[begin Listed entries]

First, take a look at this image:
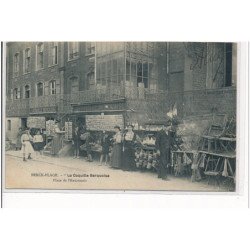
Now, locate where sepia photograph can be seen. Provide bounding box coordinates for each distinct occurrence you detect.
[2,41,236,193]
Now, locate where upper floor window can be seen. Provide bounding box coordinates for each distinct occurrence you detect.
[14,53,20,75]
[68,42,79,60]
[49,42,58,65]
[24,48,31,73]
[37,82,43,96]
[13,88,21,100]
[24,85,30,98]
[86,42,95,55]
[36,43,44,69]
[49,80,56,95]
[7,120,11,131]
[69,76,79,93]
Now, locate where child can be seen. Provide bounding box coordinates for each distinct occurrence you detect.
[21,129,34,161]
[99,131,111,165]
[33,130,43,154]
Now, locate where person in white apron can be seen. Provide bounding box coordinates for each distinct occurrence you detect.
[21,130,34,161]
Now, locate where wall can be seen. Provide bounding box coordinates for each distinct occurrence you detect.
[7,42,62,98]
[64,42,91,94]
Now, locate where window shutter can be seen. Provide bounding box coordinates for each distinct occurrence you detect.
[10,89,14,100]
[56,80,61,94]
[17,87,21,99]
[22,86,25,99]
[44,82,50,95]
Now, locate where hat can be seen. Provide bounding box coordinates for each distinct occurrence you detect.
[164,120,172,127]
[127,124,134,128]
[114,125,121,130]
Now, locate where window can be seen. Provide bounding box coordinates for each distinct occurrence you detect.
[49,42,58,66]
[37,82,43,96]
[14,53,20,76]
[13,88,21,100]
[7,120,11,131]
[68,42,79,60]
[225,43,233,87]
[69,76,79,93]
[24,85,30,98]
[36,43,44,69]
[86,42,95,55]
[87,72,95,86]
[50,80,56,95]
[24,48,31,73]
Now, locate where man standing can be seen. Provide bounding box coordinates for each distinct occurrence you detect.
[155,122,172,180]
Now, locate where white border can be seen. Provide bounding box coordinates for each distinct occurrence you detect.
[2,42,248,207]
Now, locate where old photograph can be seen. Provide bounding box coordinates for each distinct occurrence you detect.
[3,41,238,193]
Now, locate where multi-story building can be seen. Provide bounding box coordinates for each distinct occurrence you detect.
[6,42,237,144]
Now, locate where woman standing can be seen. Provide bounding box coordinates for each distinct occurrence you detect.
[110,126,122,168]
[21,129,34,161]
[33,130,44,154]
[16,128,23,150]
[72,126,80,159]
[100,131,110,165]
[122,125,136,171]
[52,121,64,155]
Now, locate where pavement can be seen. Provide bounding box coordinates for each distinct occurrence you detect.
[4,151,226,192]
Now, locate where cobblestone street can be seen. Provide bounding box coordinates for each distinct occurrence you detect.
[5,151,223,191]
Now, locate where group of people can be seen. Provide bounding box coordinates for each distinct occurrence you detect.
[110,125,139,171]
[16,119,173,180]
[110,122,173,180]
[16,128,44,161]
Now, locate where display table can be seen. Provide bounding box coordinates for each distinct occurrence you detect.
[199,150,236,181]
[201,135,236,152]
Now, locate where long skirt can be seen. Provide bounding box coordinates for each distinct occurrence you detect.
[157,148,170,179]
[33,142,44,151]
[51,135,63,155]
[110,144,122,168]
[122,145,135,170]
[21,141,34,155]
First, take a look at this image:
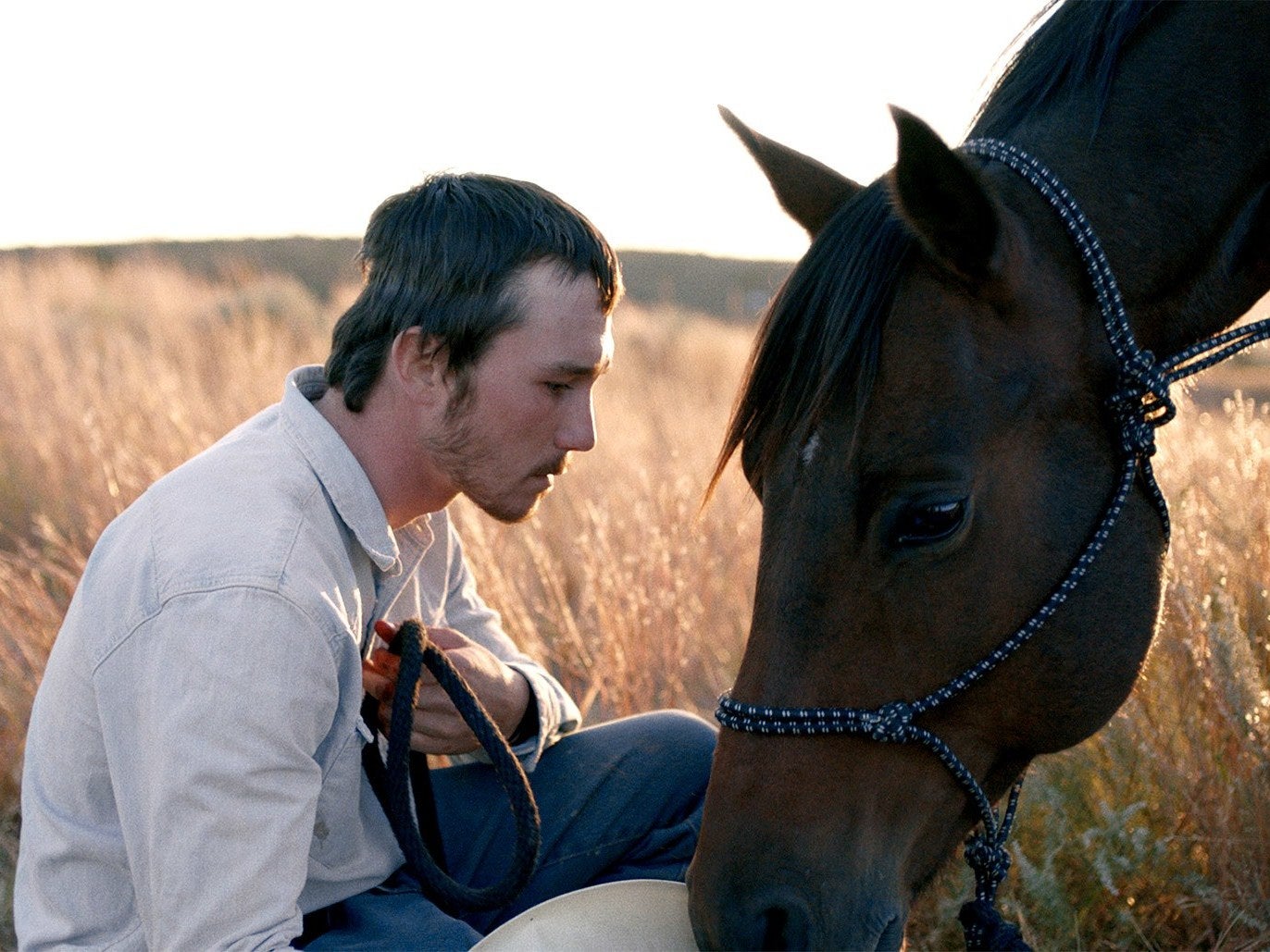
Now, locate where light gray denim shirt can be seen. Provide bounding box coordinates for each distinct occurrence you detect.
[14,367,580,949]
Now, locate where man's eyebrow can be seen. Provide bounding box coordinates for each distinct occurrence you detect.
[546,355,614,378]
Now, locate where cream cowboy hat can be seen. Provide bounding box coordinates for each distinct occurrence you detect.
[472,880,697,952]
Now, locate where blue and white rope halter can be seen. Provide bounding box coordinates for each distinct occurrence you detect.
[715,139,1270,949]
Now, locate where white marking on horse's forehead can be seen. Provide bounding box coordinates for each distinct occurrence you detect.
[799,430,820,466]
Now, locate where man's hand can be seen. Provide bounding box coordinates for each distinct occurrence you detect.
[362,621,532,754]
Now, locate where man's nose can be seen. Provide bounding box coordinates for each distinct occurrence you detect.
[556,393,595,453]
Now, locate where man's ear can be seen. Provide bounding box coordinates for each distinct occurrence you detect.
[385,328,451,406]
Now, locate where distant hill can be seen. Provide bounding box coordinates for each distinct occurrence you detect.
[0,236,792,321]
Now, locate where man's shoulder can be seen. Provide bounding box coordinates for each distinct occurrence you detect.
[102,412,342,590]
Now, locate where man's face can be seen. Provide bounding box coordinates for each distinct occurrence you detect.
[428,262,614,522]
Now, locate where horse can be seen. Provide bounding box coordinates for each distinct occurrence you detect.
[689,0,1270,949]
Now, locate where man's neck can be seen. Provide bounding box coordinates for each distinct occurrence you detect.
[314,387,457,529]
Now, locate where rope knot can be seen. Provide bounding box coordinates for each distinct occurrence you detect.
[965,833,1011,902]
[867,700,913,744]
[1107,348,1177,458]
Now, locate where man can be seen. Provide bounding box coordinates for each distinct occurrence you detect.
[14,175,714,949]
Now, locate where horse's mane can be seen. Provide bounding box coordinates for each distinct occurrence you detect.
[970,0,1161,137]
[710,0,1158,490]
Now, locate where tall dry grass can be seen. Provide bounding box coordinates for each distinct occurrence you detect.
[0,256,1270,948]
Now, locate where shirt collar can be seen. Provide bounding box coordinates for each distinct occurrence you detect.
[282,365,431,575]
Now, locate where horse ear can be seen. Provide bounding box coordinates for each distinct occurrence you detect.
[890,105,1001,283]
[719,105,861,238]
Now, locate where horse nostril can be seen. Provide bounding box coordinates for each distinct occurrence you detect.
[759,901,810,952]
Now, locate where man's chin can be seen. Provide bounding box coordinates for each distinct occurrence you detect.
[468,495,542,525]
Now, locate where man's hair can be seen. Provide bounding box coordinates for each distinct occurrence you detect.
[325,173,622,413]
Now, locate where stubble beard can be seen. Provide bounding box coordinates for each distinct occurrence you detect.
[426,393,545,525]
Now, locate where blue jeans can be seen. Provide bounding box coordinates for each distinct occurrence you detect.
[307,711,715,949]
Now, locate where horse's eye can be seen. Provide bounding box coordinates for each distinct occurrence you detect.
[890,499,966,549]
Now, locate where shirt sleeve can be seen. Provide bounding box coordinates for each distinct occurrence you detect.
[434,519,581,771]
[94,587,342,948]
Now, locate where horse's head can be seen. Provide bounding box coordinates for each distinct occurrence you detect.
[690,112,1164,948]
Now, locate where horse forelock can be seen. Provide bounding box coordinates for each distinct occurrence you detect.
[714,180,915,500]
[970,0,1164,137]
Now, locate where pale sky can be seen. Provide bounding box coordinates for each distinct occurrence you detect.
[0,0,1041,259]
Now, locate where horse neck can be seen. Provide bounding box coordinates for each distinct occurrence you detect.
[1010,3,1270,352]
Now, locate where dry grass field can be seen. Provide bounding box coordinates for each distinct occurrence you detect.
[0,255,1270,949]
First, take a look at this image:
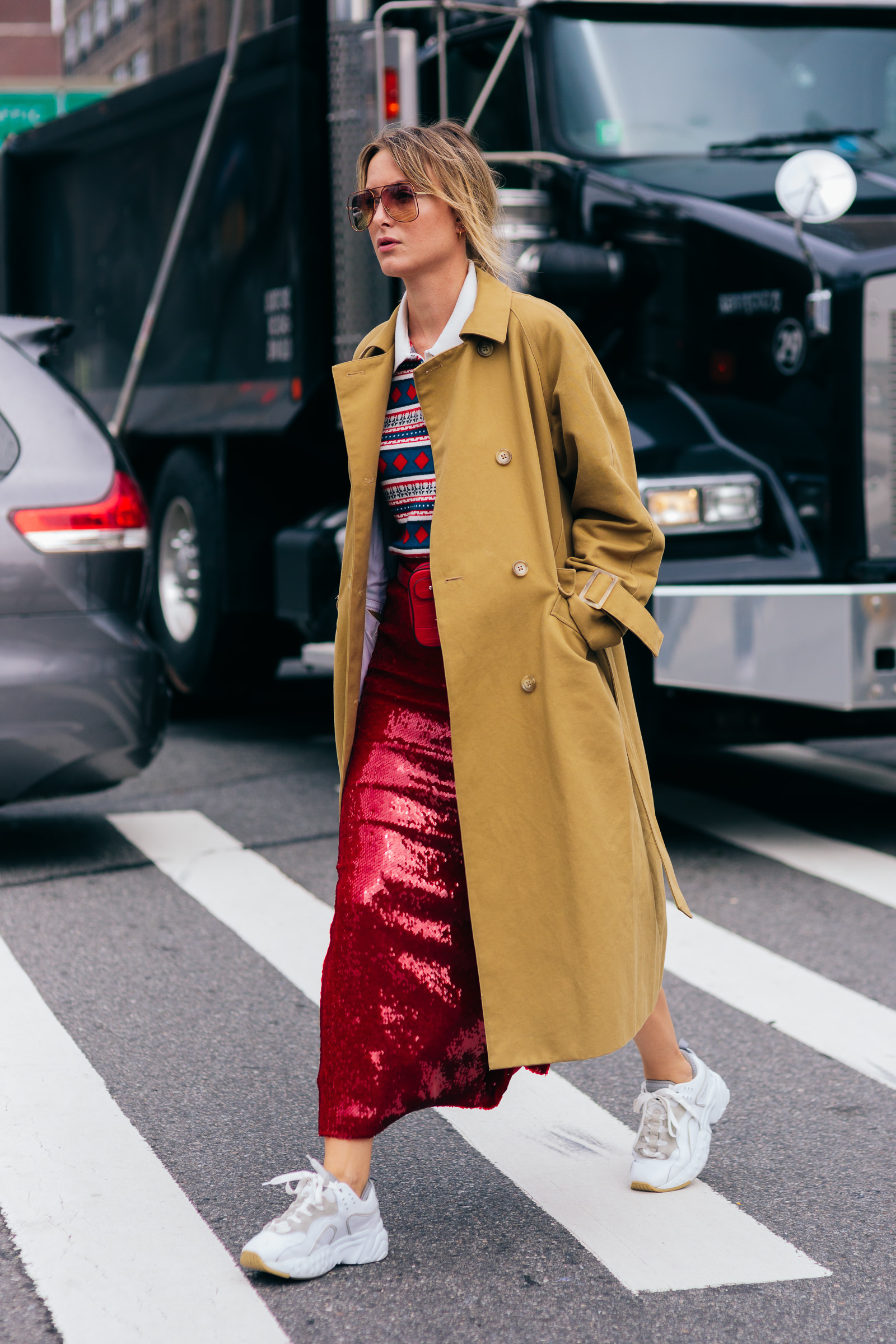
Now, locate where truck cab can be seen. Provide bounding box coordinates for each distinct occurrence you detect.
[7,0,896,742]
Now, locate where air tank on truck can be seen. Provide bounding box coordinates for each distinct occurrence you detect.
[0,0,896,742]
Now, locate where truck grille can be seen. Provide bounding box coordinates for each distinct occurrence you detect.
[862,276,896,559]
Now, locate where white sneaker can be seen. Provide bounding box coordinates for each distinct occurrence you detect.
[239,1157,388,1278]
[630,1040,731,1193]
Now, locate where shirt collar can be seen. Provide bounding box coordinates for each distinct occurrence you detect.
[392,262,477,368]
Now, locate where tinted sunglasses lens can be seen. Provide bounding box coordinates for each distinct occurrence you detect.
[383,181,417,225]
[348,191,376,234]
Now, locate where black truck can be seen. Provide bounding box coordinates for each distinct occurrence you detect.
[0,0,896,742]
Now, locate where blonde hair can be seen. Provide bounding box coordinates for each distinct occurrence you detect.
[357,121,506,277]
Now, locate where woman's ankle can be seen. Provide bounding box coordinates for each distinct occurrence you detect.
[324,1138,374,1199]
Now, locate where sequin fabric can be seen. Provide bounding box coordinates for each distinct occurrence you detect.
[317,582,547,1138]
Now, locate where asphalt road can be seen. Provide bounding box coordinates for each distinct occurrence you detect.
[0,683,896,1344]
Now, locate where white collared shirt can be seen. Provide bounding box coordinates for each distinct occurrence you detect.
[392,262,477,370]
[361,262,477,685]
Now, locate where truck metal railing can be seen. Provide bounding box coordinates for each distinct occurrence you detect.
[374,0,528,130]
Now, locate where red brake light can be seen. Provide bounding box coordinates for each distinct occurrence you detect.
[10,472,149,552]
[385,67,402,121]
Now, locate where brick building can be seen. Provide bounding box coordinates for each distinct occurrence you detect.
[62,0,276,83]
[0,0,64,81]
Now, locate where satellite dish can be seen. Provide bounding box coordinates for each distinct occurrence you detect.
[775,149,856,225]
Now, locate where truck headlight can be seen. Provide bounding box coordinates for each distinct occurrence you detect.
[642,487,700,527]
[638,472,762,536]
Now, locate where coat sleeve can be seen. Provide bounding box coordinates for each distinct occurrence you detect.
[543,315,664,656]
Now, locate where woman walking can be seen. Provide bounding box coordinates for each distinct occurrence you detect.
[242,122,728,1278]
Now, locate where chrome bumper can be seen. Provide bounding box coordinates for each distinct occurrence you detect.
[653,584,896,710]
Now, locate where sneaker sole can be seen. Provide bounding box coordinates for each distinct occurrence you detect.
[239,1251,290,1278]
[239,1226,388,1280]
[631,1180,690,1195]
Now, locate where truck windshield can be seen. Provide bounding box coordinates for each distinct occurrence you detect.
[551,15,896,158]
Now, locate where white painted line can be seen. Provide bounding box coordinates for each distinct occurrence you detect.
[654,783,896,910]
[725,742,896,793]
[109,812,333,1004]
[666,902,896,1088]
[439,1070,830,1293]
[109,812,828,1291]
[0,941,287,1344]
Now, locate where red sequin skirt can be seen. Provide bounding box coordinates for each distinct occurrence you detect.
[317,582,547,1138]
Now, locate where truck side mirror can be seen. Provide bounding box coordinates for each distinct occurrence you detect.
[775,149,857,336]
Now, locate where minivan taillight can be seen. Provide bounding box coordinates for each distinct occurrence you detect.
[10,472,149,555]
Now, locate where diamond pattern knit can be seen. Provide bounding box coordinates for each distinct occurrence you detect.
[379,352,435,558]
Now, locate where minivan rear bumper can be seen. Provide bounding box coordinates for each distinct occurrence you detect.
[0,612,169,802]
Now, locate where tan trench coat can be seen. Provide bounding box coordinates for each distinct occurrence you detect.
[333,272,689,1068]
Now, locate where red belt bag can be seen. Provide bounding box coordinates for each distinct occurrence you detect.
[398,561,441,649]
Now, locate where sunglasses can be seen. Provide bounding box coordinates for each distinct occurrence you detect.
[345,181,427,234]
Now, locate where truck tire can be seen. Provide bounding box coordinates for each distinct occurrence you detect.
[149,447,222,695]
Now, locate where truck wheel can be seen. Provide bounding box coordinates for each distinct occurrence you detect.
[151,447,220,695]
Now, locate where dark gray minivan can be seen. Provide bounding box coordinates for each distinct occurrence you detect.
[0,317,168,802]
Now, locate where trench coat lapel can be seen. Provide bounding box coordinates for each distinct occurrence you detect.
[333,309,398,492]
[461,270,512,346]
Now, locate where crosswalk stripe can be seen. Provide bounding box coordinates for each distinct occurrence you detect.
[725,742,896,793]
[0,940,287,1344]
[654,783,896,910]
[666,903,896,1088]
[109,812,828,1291]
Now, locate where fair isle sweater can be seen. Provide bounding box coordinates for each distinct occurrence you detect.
[379,347,435,563]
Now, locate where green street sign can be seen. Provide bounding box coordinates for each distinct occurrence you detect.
[0,91,57,141]
[0,87,109,144]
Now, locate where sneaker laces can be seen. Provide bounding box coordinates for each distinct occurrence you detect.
[265,1156,334,1233]
[634,1088,700,1160]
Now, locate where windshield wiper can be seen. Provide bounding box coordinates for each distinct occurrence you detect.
[710,127,886,158]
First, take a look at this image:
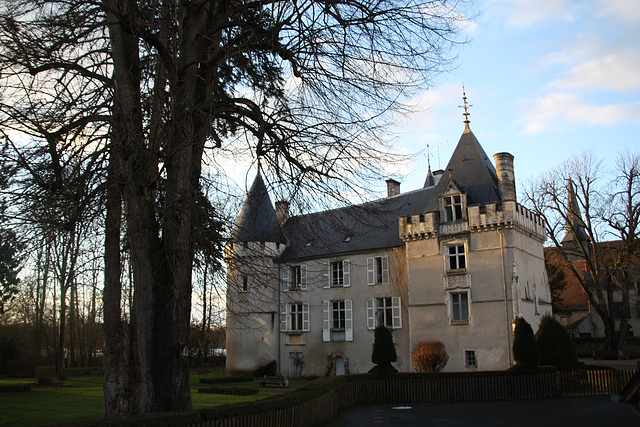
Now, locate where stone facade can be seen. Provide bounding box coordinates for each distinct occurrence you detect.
[227,126,551,377]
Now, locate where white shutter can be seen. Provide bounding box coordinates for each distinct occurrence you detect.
[322,301,331,341]
[344,299,353,341]
[382,256,389,283]
[280,265,290,292]
[391,297,402,328]
[367,258,376,285]
[280,304,289,332]
[300,264,307,291]
[322,262,331,288]
[367,298,376,329]
[342,261,351,288]
[302,303,309,332]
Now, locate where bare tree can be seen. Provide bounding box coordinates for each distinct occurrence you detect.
[0,0,464,417]
[525,153,640,350]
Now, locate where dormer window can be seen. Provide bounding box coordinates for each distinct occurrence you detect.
[443,194,464,222]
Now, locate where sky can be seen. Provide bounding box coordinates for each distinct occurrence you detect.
[394,0,640,192]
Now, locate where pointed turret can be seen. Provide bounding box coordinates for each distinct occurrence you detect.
[231,172,285,243]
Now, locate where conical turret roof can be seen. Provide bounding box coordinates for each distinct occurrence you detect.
[560,178,589,245]
[231,172,285,243]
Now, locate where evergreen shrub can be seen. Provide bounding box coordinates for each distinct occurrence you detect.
[536,316,580,371]
[411,339,449,372]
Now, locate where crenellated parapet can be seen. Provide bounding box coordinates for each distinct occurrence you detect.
[399,200,546,242]
[399,212,439,242]
[468,200,546,242]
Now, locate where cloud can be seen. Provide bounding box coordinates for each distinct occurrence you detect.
[593,0,640,23]
[520,93,640,134]
[486,0,579,28]
[549,48,640,92]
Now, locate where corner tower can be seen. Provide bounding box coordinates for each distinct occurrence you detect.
[225,172,285,372]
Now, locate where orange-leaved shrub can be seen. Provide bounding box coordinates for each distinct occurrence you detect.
[411,339,449,372]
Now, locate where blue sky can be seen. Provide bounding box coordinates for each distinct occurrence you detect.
[395,0,640,191]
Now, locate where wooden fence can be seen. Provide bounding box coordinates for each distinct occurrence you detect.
[558,369,636,396]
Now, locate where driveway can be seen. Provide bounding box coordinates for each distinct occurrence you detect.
[329,396,640,427]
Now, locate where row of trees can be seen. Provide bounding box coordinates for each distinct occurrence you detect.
[0,0,464,417]
[523,152,640,350]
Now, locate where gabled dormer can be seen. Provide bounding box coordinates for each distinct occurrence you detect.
[440,176,467,224]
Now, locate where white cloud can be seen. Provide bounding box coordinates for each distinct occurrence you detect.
[486,0,579,27]
[550,48,640,92]
[520,93,640,134]
[593,0,640,23]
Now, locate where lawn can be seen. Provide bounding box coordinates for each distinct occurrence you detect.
[0,370,309,426]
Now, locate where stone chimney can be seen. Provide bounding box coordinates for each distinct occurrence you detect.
[493,153,516,201]
[387,179,400,197]
[276,200,289,227]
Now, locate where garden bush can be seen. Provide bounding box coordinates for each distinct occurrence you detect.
[536,316,580,371]
[411,339,449,372]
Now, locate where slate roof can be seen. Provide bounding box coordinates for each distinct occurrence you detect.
[231,173,285,243]
[231,128,501,261]
[281,125,501,261]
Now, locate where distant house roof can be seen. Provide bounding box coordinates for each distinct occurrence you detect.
[281,125,501,261]
[231,172,285,243]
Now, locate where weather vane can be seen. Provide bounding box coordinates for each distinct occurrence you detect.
[458,84,473,131]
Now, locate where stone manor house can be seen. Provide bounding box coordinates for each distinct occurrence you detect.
[226,112,551,377]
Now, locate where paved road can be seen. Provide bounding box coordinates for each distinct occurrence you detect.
[329,396,640,427]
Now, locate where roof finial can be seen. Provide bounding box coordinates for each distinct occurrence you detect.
[458,84,473,132]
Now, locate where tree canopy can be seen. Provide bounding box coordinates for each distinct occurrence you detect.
[0,0,466,417]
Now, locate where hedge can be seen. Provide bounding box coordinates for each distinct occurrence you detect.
[200,376,253,384]
[198,387,258,396]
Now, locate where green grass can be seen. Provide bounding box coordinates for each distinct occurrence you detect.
[0,369,309,426]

[end Listed entries]

● **Directions**: Copy the rows verbatim from the beginning through the line containing "[64,42,91,94]", including that line. Omit the pictures from your copy.

● **Task output**:
First, take a look at this image:
Now, locate where sepia photograph can be seen. Provide bounding box coordinates for each distinct occurrence you detect.
[2,41,236,193]
Now, locate where upper floor window can be seen. Provide bounding box coordinates for each distinct occurrence you detect.
[14,53,20,75]
[68,42,79,60]
[49,42,58,65]
[24,48,31,73]
[37,82,43,96]
[13,88,21,100]
[24,85,30,98]
[86,42,95,55]
[36,43,44,69]
[49,80,56,95]
[7,120,11,131]
[69,76,79,93]
Now, locate where child can be seen. Provide bounding box coordinates for each distinct occurrence you detect.
[21,129,34,161]
[99,131,111,165]
[33,130,43,154]
Now, locate where person in white apron can be seen. Provide bounding box coordinates for each distinct occurrence you detect.
[21,130,34,161]
Now, locate where wall can be seen. Provide bounding box coordinates for each distinct occurrence you detect.
[7,42,62,98]
[64,42,91,94]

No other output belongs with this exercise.